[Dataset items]
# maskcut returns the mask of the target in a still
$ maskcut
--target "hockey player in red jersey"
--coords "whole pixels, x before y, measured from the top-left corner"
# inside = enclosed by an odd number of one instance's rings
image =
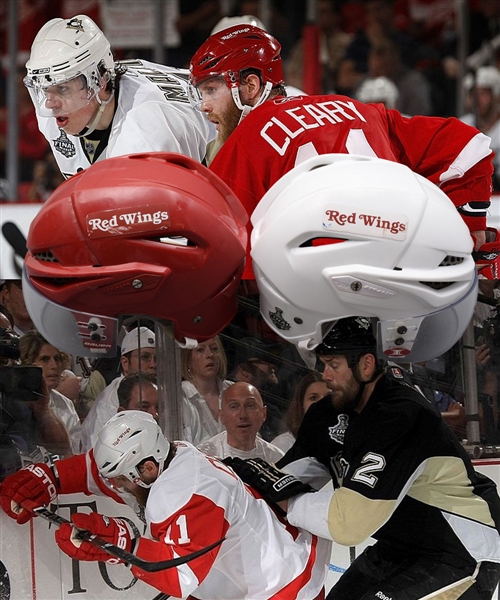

▶ [EXERCISE DETAILS]: Reproduce the data above verbatim, line for line, but leave the picture out.

▶ [TASK RESULT]:
# maskcut returns the mask of the target in a still
$ maskcut
--target "hockey player in red jersey"
--coords "whole pixels, x before y, measured from the top-left corner"
# inside = enclosed by an odd number of one instance's rings
image =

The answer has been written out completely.